# [ROWS]

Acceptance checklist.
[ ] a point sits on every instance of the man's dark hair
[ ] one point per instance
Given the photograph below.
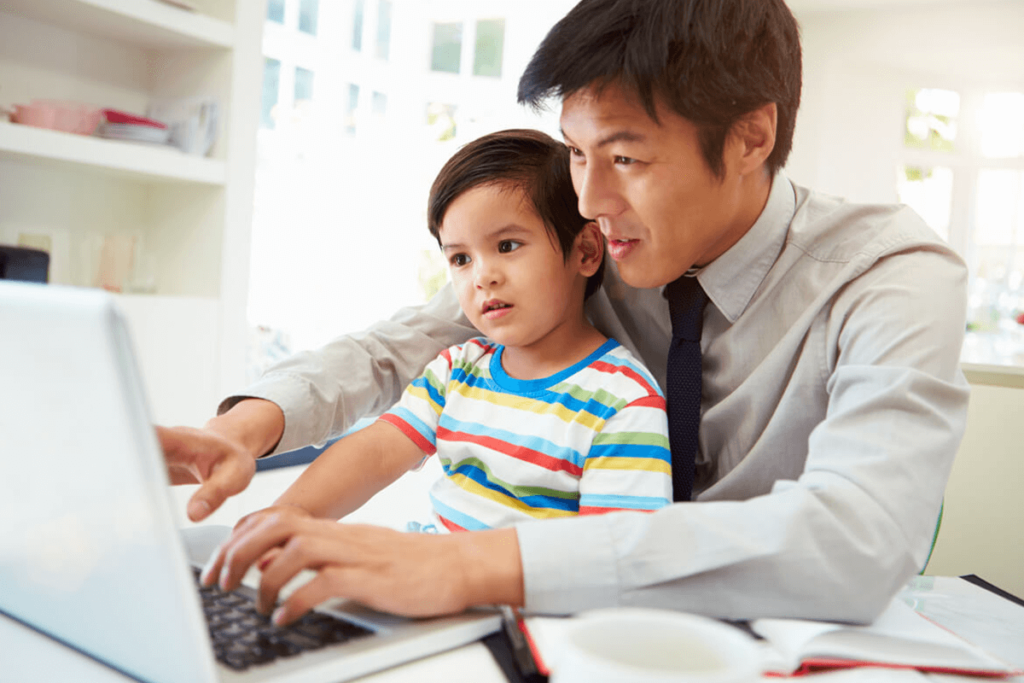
(520, 160)
(710, 60)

# [STATED GOAL]
Pictures appear in the records above. Output everything except them, exactly.

# [SOLUTION TO THIS EXERCISE]
Acceptance checklist.
[ ] a point sits on every instance of the man's dark hair
[ ] one point per instance
Given the photograph below.
(520, 160)
(710, 60)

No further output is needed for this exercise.